[Photo object pointing data]
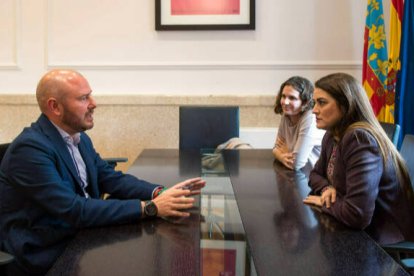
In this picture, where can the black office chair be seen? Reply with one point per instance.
(393, 131)
(3, 148)
(5, 258)
(206, 127)
(399, 249)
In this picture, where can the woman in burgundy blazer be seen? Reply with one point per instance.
(360, 178)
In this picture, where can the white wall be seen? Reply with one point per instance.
(114, 43)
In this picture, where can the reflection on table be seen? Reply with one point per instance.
(287, 237)
(249, 220)
(224, 249)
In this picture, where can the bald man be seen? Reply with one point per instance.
(51, 180)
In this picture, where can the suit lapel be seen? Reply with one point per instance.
(87, 157)
(60, 146)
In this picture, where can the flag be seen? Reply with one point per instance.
(396, 9)
(404, 105)
(375, 60)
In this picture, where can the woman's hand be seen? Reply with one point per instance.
(327, 198)
(176, 198)
(281, 153)
(313, 200)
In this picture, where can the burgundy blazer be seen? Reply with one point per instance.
(368, 193)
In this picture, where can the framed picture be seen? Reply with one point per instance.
(204, 15)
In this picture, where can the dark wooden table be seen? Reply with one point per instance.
(283, 236)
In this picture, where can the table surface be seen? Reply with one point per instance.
(249, 220)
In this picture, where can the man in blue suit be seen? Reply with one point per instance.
(51, 180)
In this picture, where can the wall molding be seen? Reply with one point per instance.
(154, 100)
(14, 65)
(272, 65)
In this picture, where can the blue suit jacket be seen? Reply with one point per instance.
(41, 203)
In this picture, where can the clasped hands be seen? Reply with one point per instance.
(327, 198)
(177, 198)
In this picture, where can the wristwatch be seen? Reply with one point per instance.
(150, 209)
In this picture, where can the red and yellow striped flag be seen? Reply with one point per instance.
(394, 65)
(375, 60)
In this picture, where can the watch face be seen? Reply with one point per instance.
(150, 209)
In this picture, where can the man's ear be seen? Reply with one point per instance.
(53, 106)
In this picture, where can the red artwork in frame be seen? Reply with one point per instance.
(204, 15)
(192, 7)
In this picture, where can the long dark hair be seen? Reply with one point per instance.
(357, 113)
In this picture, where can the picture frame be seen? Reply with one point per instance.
(173, 15)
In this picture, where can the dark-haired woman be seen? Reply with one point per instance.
(298, 140)
(360, 178)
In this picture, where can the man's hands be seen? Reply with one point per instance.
(176, 198)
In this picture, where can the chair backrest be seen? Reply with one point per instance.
(207, 126)
(3, 148)
(407, 152)
(392, 130)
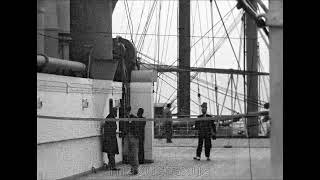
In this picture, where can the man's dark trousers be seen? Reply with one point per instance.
(141, 149)
(207, 144)
(112, 162)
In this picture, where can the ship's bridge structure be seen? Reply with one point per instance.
(83, 72)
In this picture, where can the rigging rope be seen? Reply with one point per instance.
(227, 35)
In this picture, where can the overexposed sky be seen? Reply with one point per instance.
(160, 43)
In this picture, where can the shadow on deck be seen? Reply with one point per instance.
(175, 161)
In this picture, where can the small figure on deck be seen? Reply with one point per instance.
(141, 126)
(130, 130)
(168, 123)
(206, 131)
(109, 139)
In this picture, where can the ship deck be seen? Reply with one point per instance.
(175, 161)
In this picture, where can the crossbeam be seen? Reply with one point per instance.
(167, 68)
(215, 118)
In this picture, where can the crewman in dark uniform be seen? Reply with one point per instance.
(130, 132)
(109, 139)
(206, 131)
(141, 126)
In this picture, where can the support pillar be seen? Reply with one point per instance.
(40, 29)
(252, 80)
(183, 93)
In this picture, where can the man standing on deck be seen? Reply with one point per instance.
(130, 132)
(206, 131)
(168, 123)
(141, 126)
(109, 139)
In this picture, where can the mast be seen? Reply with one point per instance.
(252, 65)
(183, 93)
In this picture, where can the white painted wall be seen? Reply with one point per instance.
(69, 147)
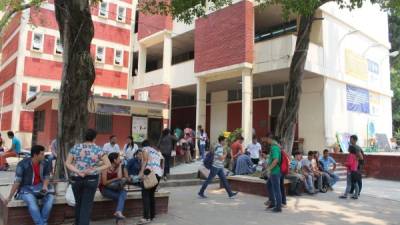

TASK DETAILS -
Output the lines of the data above as a numbered list, leaving out blank lines and the pictures.

PROBLEM SOLUTION -
1. In this picture, where can the black office chair be seen? Reply with one point per instance.
2. (393, 131)
3. (3, 148)
4. (5, 258)
5. (206, 127)
6. (399, 249)
7. In this picture, where can the woman in burgundy blazer be seen? Reply with one point per instance.
8. (360, 178)
9. In this picture, where can the white wall be seen? Reply with one point per instance.
10. (114, 43)
11. In this picture, where can the reflection on table be seen? Reply with one point per instance.
12. (287, 237)
13. (249, 220)
14. (224, 249)
15. In this picture, where can the bald man be seen? Reply with one point per instance.
16. (51, 180)
17. In this picture, where can the suit lapel be seen? Reply with one point per instance.
18. (87, 157)
19. (60, 146)
20. In this picture, where can the flag be seen? Reply with one point per instance.
21. (396, 9)
22. (404, 105)
23. (375, 60)
24. In this picture, where can the woman's hand be seen? Reply with one point per instance.
25. (327, 198)
26. (176, 198)
27. (281, 153)
28. (313, 200)
29. In this picture, where can the burgundy blazer be seen? Reply with one point per instance.
30. (368, 193)
31. In this picture, where can the framed picture be seen? Reply with one point per instance.
32. (204, 15)
33. In this picture, where can the dark wooden table be seen? Reply with one point per instance.
34. (283, 236)
35. In this picture, where can the table surface be seen? Reply with one point per instance.
36. (249, 220)
37. In this picture, where can the man in blue suit be seen? Reply with one point per instance.
38. (51, 180)
39. In this picture, where can the wall molding be seen? Reply with one point per instance.
40. (154, 100)
41. (14, 65)
42. (272, 65)
43. In this picture, where can the blue suit jacket be seen? Reply with one point per instance.
44. (41, 203)
45. In this picture, where can the clasped hands be seen? Reply with one point per instance.
46. (327, 198)
47. (177, 198)
48. In this picture, where can the wristwatch be seen? Reply with one point per instance.
49. (150, 209)
50. In this picture, where can the red and yellow striped flag be seen? Reply with one point per instance.
51. (394, 65)
52. (375, 60)
53. In this picture, where can the watch face be seen? Reply with one point per instance.
54. (150, 209)
55. In this picture, where can the man's ear be seen? Reply with one point per instance.
56. (53, 106)
57. In this picture, where can the red artwork in frame be seen? Reply with one point per instance.
58. (204, 15)
59. (192, 7)
60. In this picture, where can the long dark hair be seen? Reply with one point per instance.
61. (357, 113)
62. In this picture, where can the picture frame be seen? Reply with one point per instance.
63. (173, 15)
64. In this picture, where can the dark-haired woman be seen? Reply with one point per instance.
65. (298, 140)
66. (360, 178)
67. In this picture, where can the man's hands be seen? Reply with one point per instance.
68. (176, 198)
69. In this picture, where can the chair backrest be seen? Reply with one point per instance.
70. (207, 126)
71. (3, 148)
72. (407, 152)
73. (392, 130)
74. In this picture, where can the man's dark trousers be seen? Reply with one point per instance.
75. (141, 149)
76. (207, 144)
77. (112, 162)
78. In this picture, where can the ship's bridge structure be seen? Reply with one point per instance.
79. (83, 72)
80. In this picture, where can the rigging rope be seen? Reply with one point per instance.
81. (227, 35)
82. In this picture, where can the overexposed sky be seen? Reply with one point per instance.
83. (160, 43)
84. In this picture, where can the shadow on deck be seen? Reply with one point per instance.
85. (175, 161)
86. In this picture, where can the small figure on deck be seen? Reply with one point per instance.
87. (141, 126)
88. (130, 130)
89. (168, 123)
90. (206, 131)
91. (109, 139)
92. In this picture, where can the ship deck be seen? Reply with one point per instance.
93. (175, 161)
94. In this picture, where can the crossbeam be seen? Reply with one point per instance.
95. (167, 68)
96. (215, 118)
97. In this picture, where can the crewman in dark uniform be seen? Reply with one point per instance.
98. (130, 132)
99. (109, 139)
100. (206, 131)
101. (141, 126)
102. In this picture, where can the support pillar be seen? Reply with one point per instance.
103. (40, 29)
104. (252, 80)
105. (183, 93)
106. In this picture, where can the man standing on deck be seen? Reply with one point per instance.
107. (130, 132)
108. (206, 131)
109. (168, 123)
110. (141, 126)
111. (109, 139)
112. In this picture, where can the mast be seen? Reply with one point per instance.
113. (252, 65)
114. (183, 93)
115. In this picture, where can the white painted wall be seen? Reply with one point per instance.
116. (69, 147)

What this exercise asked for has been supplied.